- _BRIEF_
Starting at the line that contains "Can you spot the twig", reproduce every line through the end of the entries below, with no pictures in the copy.

- _STORED DATA_
## Start

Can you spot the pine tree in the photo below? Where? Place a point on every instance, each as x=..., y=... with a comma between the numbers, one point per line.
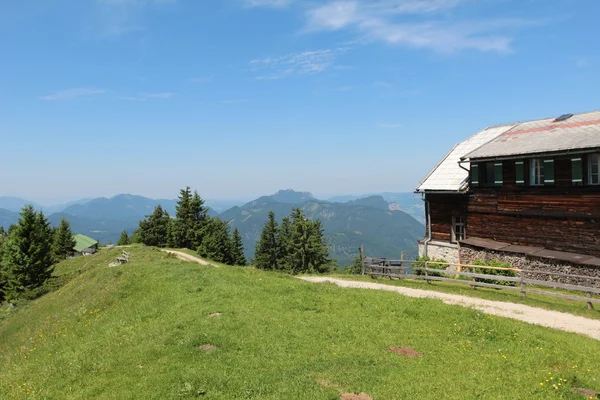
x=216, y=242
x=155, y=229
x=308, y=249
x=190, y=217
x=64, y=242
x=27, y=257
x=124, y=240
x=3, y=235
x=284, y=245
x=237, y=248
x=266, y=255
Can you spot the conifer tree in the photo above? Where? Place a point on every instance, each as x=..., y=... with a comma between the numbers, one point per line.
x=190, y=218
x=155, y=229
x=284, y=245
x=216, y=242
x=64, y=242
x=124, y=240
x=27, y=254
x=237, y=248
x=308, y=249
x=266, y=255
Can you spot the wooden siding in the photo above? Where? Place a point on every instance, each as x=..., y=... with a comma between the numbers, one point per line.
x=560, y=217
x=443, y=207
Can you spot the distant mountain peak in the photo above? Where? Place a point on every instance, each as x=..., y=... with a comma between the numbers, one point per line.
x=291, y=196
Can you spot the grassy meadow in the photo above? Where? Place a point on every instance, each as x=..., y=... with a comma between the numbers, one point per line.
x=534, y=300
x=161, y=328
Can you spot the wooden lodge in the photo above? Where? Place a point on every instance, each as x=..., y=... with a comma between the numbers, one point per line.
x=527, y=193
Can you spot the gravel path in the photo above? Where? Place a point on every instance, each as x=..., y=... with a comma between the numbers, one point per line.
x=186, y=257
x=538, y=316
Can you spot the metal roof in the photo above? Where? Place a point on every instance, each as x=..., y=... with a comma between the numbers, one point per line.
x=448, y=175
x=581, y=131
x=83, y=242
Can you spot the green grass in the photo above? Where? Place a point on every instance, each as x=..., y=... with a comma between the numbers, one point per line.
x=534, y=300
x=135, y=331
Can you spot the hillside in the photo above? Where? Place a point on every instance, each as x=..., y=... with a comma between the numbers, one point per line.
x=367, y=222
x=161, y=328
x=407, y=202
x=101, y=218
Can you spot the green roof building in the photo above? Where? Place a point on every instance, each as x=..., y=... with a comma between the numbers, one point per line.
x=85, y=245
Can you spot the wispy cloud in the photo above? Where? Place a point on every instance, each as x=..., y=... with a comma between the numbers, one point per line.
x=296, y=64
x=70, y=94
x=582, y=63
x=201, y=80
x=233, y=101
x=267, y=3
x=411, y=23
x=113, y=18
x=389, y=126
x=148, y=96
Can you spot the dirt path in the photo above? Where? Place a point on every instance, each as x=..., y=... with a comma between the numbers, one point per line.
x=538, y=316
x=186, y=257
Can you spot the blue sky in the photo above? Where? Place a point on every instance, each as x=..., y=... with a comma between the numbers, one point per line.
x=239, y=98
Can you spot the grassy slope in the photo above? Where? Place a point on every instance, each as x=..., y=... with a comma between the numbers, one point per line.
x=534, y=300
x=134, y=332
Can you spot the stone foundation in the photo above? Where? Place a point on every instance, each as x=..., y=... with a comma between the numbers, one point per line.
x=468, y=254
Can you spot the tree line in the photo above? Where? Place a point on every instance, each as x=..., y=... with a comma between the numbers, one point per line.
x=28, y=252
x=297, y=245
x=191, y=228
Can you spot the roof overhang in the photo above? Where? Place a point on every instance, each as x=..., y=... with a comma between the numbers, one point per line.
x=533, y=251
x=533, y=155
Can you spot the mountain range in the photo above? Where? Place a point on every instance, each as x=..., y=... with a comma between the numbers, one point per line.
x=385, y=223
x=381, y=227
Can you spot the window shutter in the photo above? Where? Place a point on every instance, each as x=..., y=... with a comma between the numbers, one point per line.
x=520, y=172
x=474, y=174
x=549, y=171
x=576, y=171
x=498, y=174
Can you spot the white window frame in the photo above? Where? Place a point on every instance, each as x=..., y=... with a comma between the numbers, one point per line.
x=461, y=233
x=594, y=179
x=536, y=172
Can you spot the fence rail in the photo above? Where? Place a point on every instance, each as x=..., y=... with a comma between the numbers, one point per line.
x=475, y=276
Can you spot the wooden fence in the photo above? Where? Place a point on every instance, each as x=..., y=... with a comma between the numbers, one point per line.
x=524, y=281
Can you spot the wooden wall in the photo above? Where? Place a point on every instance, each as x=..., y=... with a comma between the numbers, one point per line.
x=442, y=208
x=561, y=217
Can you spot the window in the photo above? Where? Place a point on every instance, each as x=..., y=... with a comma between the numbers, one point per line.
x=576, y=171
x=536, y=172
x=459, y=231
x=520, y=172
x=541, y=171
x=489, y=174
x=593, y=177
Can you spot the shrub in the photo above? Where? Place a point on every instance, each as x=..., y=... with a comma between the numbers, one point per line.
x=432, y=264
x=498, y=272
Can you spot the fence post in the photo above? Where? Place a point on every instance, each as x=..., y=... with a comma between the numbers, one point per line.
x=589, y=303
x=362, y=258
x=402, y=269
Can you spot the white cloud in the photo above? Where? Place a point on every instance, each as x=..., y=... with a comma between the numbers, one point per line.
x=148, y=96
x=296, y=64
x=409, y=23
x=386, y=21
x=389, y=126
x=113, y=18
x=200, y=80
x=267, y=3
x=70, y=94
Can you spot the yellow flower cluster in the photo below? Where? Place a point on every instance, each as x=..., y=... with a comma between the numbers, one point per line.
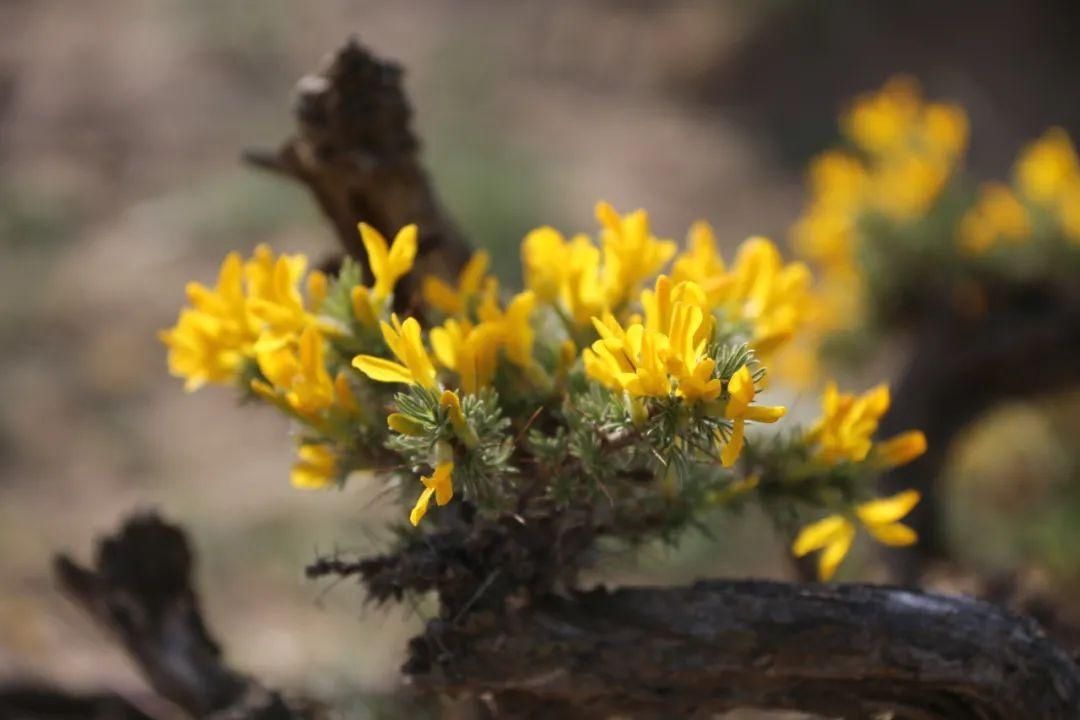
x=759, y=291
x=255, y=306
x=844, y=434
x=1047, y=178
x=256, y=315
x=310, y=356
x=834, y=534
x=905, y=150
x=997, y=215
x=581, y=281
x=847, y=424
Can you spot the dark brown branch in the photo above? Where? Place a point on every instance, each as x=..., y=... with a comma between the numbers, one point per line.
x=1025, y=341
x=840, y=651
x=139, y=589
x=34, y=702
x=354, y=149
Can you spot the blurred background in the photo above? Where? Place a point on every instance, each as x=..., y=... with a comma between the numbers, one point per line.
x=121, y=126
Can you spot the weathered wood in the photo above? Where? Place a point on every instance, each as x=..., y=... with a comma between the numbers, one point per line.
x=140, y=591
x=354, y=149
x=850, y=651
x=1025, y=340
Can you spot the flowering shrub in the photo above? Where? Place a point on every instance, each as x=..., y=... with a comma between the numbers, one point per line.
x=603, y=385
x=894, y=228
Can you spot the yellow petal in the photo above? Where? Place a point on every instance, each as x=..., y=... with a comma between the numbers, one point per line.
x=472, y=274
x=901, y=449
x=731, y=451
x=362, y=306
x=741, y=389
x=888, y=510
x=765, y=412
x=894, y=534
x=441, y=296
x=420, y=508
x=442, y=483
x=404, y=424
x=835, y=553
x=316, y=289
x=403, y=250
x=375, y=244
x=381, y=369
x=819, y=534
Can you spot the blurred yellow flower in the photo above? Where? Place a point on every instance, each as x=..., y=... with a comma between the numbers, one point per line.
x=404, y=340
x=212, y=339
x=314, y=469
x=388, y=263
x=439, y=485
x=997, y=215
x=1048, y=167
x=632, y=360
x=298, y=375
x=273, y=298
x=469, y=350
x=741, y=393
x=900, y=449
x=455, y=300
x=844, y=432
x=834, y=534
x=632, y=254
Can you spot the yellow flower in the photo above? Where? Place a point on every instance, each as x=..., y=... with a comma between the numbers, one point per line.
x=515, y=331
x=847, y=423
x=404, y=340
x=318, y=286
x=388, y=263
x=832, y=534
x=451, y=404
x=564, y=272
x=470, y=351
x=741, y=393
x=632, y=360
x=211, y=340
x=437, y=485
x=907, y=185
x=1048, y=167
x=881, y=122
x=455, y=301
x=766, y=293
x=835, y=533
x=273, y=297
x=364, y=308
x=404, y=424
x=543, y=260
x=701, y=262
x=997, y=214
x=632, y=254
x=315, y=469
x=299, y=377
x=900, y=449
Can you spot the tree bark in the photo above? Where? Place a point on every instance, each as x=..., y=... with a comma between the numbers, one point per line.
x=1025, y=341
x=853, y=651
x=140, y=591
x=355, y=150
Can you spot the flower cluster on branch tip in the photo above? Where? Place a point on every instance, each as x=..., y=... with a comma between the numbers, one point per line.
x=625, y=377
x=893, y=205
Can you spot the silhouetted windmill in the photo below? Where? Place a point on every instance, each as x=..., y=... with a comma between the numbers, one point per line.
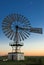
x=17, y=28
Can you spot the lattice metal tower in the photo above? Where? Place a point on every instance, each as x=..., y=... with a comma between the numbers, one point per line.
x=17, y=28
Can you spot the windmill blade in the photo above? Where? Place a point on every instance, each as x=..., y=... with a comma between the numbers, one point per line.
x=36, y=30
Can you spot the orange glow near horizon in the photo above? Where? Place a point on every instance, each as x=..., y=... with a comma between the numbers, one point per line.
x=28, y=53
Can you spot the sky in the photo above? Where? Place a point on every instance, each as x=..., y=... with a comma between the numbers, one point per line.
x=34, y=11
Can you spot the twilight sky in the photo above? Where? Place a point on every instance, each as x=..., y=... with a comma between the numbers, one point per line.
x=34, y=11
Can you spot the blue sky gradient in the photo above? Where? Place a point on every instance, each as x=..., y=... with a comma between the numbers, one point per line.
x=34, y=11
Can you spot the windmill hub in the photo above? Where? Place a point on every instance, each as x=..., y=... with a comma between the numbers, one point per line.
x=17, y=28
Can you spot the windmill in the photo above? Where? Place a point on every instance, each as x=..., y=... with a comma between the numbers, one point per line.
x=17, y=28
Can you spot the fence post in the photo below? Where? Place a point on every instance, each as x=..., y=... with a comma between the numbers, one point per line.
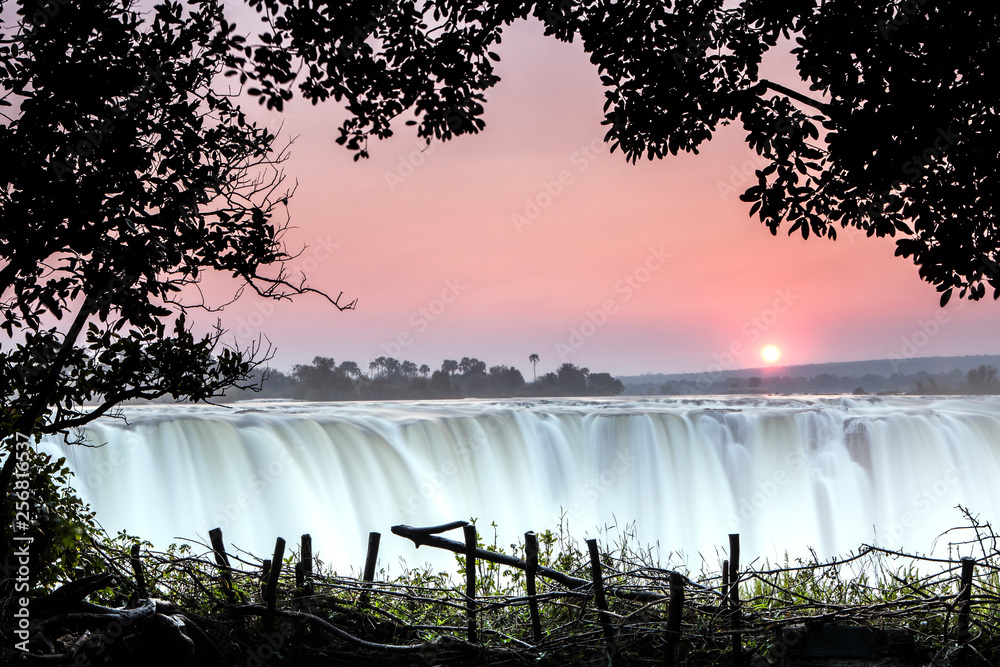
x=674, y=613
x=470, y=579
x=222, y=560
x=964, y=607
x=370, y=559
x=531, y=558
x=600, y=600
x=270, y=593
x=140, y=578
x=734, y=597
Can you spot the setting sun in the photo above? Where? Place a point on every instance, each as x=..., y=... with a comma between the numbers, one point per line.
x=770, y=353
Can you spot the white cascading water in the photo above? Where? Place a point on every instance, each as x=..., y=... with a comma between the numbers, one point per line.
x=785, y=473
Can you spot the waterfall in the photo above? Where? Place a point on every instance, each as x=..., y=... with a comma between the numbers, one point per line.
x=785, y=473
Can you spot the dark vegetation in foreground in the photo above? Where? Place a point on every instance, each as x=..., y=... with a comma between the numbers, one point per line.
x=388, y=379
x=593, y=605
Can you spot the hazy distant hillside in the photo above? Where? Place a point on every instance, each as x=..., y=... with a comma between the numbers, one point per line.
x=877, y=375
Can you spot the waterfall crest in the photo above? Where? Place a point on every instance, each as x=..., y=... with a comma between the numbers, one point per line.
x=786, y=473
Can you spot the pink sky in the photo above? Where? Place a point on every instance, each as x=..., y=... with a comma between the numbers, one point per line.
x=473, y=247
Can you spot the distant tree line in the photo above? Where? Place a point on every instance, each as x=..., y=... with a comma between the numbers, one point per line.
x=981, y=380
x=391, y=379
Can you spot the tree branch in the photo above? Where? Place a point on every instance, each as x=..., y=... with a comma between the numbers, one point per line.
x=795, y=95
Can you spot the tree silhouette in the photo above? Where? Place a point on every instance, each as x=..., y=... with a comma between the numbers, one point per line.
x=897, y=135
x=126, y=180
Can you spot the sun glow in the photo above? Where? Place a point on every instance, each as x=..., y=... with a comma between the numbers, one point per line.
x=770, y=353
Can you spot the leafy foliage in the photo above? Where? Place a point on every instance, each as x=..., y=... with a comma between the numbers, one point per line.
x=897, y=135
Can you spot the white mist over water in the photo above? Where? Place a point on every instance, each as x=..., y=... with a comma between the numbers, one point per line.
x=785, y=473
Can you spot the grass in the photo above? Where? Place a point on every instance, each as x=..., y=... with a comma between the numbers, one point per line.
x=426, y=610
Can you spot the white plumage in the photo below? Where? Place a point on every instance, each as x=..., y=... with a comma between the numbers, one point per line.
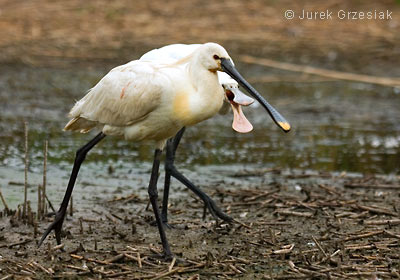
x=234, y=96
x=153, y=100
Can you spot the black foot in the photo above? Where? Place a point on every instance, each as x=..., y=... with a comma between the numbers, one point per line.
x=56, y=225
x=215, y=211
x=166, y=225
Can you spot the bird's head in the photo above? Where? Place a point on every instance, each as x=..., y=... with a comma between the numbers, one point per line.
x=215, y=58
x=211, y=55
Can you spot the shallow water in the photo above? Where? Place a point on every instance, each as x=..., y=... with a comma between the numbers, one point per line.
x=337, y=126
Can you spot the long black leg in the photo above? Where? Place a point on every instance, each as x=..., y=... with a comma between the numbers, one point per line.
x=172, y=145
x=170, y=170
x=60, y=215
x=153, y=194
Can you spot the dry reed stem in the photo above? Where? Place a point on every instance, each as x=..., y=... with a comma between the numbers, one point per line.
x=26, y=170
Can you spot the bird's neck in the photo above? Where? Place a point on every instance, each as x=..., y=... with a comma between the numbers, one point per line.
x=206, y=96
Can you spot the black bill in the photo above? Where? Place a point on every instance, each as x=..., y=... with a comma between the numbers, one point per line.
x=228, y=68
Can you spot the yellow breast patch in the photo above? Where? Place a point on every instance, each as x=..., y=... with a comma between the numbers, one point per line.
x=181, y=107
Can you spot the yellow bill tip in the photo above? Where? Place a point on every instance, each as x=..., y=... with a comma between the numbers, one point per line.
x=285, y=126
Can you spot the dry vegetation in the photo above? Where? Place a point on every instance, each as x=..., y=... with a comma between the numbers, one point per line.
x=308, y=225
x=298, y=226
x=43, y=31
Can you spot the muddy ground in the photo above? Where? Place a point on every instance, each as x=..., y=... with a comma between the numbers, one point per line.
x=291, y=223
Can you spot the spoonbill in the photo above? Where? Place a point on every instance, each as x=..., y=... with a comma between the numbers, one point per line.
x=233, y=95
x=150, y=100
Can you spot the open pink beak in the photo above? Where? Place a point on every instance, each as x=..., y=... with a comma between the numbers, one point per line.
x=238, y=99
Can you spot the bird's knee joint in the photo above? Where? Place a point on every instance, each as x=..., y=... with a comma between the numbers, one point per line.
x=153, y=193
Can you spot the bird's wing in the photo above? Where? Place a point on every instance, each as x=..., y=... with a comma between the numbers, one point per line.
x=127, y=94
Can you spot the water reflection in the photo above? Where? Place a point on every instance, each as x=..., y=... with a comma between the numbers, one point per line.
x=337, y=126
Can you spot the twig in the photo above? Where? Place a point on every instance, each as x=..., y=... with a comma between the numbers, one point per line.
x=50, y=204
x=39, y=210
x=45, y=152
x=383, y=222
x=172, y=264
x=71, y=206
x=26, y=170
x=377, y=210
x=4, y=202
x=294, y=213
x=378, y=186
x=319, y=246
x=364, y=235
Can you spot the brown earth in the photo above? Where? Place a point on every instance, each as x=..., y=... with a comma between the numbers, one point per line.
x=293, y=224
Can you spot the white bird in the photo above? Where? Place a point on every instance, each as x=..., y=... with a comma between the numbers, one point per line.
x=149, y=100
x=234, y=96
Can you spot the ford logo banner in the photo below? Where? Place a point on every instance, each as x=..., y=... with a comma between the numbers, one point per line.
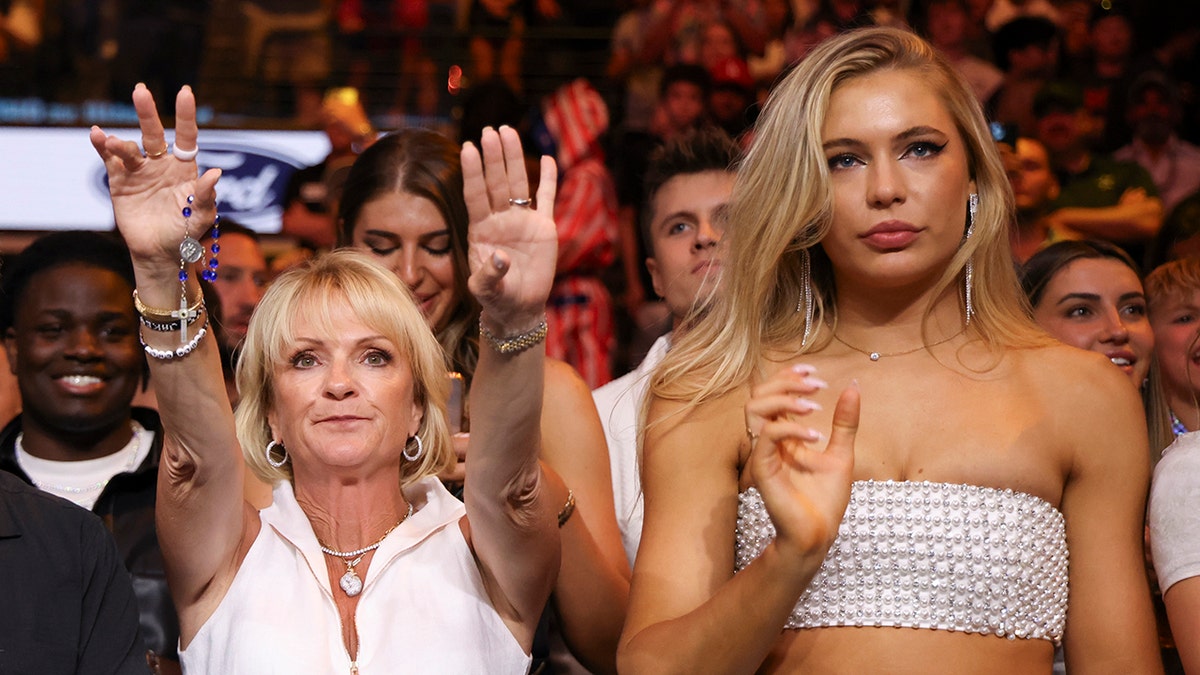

## End

- _THE COMPLETED TASK_
Can you spot the twig in the photo above? Where? Place a point on every instance, each as x=..., y=... with a comma between the numbers, one point per line.
x=50, y=204
x=39, y=210
x=45, y=152
x=383, y=222
x=172, y=264
x=71, y=206
x=26, y=170
x=377, y=210
x=4, y=202
x=294, y=213
x=378, y=186
x=319, y=246
x=364, y=235
Can you spot the brown earth in the photo above? Where? Place a point on every instance, each as x=..., y=... with a comma between the numbers, one point per line.
x=293, y=224
Can you spot the white bird in the photo above? Where? Place a point on every instance, each as x=..., y=... with a comma between the numbers, one point per line.
x=149, y=100
x=234, y=96
Can you spot the ford logo banner in the photo below? Where? Place a point on every instance, each as x=..., y=... with a comma between the numbers, one point per line.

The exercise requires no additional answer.